▶ [TASK INSTRUCTIONS]
Update the rows below by replacing each occurrence of "region" with "area" and keeping all other text unchanged. Leave the pictures out of the result.

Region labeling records
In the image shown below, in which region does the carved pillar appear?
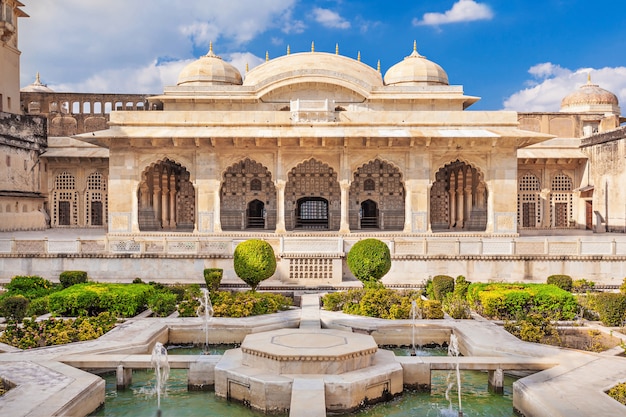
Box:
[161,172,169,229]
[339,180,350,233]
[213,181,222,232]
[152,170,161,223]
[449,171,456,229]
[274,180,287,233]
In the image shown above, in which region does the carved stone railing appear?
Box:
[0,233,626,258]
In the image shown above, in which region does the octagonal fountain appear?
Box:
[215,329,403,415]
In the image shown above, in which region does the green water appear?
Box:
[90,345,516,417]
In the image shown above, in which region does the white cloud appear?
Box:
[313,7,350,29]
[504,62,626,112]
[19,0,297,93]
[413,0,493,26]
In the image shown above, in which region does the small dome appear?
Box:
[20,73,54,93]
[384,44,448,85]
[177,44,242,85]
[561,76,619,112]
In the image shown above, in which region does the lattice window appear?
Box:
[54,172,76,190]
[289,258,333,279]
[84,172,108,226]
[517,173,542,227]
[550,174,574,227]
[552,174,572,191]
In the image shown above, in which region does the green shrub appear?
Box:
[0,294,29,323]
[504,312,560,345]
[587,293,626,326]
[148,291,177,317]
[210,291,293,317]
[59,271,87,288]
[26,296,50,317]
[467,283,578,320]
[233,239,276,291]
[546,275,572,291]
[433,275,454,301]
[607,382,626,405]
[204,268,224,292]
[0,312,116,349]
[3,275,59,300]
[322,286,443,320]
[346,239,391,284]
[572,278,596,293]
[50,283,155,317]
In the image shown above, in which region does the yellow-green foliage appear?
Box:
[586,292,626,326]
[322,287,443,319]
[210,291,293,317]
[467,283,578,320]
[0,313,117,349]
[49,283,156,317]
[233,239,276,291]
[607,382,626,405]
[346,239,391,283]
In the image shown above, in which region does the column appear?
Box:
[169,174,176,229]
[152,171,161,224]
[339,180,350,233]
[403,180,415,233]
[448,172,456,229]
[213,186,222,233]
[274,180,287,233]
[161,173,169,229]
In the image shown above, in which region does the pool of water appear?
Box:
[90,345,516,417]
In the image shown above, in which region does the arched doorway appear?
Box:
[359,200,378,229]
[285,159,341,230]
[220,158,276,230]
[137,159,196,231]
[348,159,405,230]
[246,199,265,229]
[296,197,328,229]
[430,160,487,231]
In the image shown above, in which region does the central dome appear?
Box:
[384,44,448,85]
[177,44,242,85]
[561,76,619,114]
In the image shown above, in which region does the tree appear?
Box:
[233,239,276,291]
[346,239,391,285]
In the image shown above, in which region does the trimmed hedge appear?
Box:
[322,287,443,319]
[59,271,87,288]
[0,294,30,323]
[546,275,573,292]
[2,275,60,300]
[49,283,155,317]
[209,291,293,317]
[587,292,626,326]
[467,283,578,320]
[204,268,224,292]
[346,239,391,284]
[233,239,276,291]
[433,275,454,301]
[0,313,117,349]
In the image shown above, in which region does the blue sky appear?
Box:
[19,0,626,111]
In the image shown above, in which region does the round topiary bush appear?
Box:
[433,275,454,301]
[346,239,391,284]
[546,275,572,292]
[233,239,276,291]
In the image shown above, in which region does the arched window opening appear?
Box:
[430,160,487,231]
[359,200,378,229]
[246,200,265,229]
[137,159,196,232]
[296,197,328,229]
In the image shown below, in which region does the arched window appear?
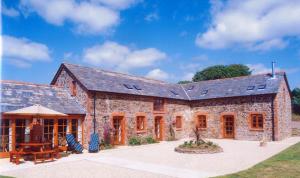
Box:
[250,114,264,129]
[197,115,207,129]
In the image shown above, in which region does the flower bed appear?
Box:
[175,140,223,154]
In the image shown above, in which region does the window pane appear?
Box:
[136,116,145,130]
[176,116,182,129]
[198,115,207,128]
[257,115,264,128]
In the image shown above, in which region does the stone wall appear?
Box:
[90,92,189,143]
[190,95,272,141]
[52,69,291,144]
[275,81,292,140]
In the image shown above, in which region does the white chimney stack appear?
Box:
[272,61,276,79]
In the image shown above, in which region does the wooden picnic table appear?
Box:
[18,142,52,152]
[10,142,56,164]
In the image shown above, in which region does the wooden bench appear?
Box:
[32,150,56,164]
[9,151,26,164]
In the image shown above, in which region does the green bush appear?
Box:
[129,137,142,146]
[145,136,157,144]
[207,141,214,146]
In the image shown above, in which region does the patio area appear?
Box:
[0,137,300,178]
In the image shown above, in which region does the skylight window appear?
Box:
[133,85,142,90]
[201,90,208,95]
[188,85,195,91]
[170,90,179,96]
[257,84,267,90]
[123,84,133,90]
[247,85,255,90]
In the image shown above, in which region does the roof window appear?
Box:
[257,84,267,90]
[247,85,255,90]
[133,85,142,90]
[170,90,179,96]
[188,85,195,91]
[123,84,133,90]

▶ [OUTPUT FOR THIS TASK]
In the image shown below, in which area does the carved pillar appear?
Box:
[161,172,169,229]
[339,180,350,233]
[213,181,222,232]
[152,170,161,223]
[449,171,456,229]
[274,180,287,233]
In the image shown above, in which area does the carved stone railing appear?
Box:
[0,233,626,258]
In the image shown above, in which area does the octagonal fountain appear?
Box:
[215,329,403,415]
In the image shown above, in which area does the green water appear?
Box:
[90,345,516,417]
In the image shown above, in which area does the white cloud appear?
Box:
[313,7,350,29]
[504,62,626,112]
[19,0,297,93]
[413,0,493,26]
In the image shown above, in which area does the small dome appear?
Box:
[20,73,54,93]
[384,44,448,85]
[177,44,242,85]
[561,76,619,112]
In the image shown above, in which area does the lattice window appear?
Box:
[54,172,76,190]
[289,258,333,279]
[84,172,108,226]
[517,173,542,227]
[550,174,574,227]
[552,174,572,191]
In the image shown above, in which area does the green shrub appear?
Box:
[0,294,29,323]
[504,312,560,345]
[587,293,626,326]
[148,291,177,317]
[210,291,293,317]
[59,271,87,288]
[26,296,50,317]
[467,283,578,320]
[233,239,276,291]
[546,275,572,291]
[433,275,454,301]
[607,382,626,405]
[204,268,224,292]
[0,312,116,349]
[3,275,59,300]
[322,286,443,320]
[346,239,391,284]
[572,278,596,293]
[50,283,155,317]
In the image shown above, in which area does the yellow-green foliage appear?
Box:
[586,292,626,326]
[322,287,443,319]
[210,291,293,317]
[467,283,578,320]
[0,313,117,349]
[49,283,156,317]
[233,239,276,291]
[607,382,626,405]
[346,239,391,283]
In the image shown above, in which area does the column appear?
Box:
[169,174,176,229]
[152,171,161,224]
[339,180,350,233]
[403,180,415,233]
[448,172,456,229]
[213,186,222,233]
[274,180,287,233]
[161,173,169,229]
In the image shown above, in which area does the pool of water appear?
Box:
[90,345,516,417]
In the image shown above, in which area does the arched doorway appear?
Box:
[359,200,378,229]
[285,159,341,230]
[220,158,276,230]
[137,159,196,231]
[348,159,405,230]
[246,199,265,229]
[296,197,328,229]
[430,160,487,231]
In the image shown above, in which area does the central dome appear?
Box:
[384,44,448,85]
[177,44,242,85]
[561,76,619,114]
In the image shown above, in which area does the tree appear?
Box:
[233,239,276,291]
[346,239,391,285]
In the image shown above, in which area does the trimmed hedge appear?
Box:
[322,287,443,319]
[59,271,87,288]
[0,294,30,323]
[546,275,573,292]
[2,275,60,300]
[49,283,155,317]
[209,291,293,317]
[587,292,626,326]
[467,283,578,320]
[204,268,224,292]
[346,239,391,284]
[233,239,276,291]
[433,275,454,301]
[0,313,117,349]
In the image shown above, in which area does the blue sky appear?
Box:
[19,0,626,111]
In the image shown above, in which area does the round topiary bush appear?
Box:
[433,275,454,301]
[346,239,391,284]
[546,275,572,292]
[233,239,276,291]
In the image shown above, in which area does the arched window opening appear?
Box:
[430,160,487,231]
[359,200,378,229]
[246,200,265,229]
[137,159,196,232]
[296,197,328,229]
In the image shown below, in which area does the arched window appear?
Box:
[250,114,264,129]
[197,115,207,129]
In the image shown above, in which area does the flower bed appear?
Box:
[175,140,223,154]
In the image shown above, in which area does the window pane appear?
Box:
[136,116,145,130]
[176,116,182,129]
[198,115,207,128]
[257,115,264,128]
In the image shown above, in which area does the stone wall appear?
Box:
[90,92,189,143]
[190,95,272,141]
[52,69,291,144]
[275,81,292,140]
In the image shown above, in which area does the white chimney stack appear?
Box:
[272,61,276,79]
In the image shown above, in which area does the wooden picnic table appear?
Box:
[18,142,52,152]
[10,142,56,164]
In the image shown above, in which area does the wooden bench appear?
Box:
[32,150,56,164]
[9,151,26,164]
In the image shown above, in which area does the green bush appear?
Box:
[129,137,142,146]
[145,136,157,144]
[207,141,214,146]
In the image shown above, in which area does the patio area appear?
Box:
[0,137,300,178]
In the image shown above, in which area does the skylight window appear?
Box:
[133,85,142,90]
[201,90,208,95]
[188,85,195,91]
[170,90,179,96]
[257,84,267,90]
[123,84,133,90]
[247,85,255,90]
In the image shown above, in which area does the roof window appear?
Box:
[257,84,267,90]
[247,85,255,90]
[133,85,142,90]
[170,90,179,96]
[188,85,195,91]
[123,84,133,90]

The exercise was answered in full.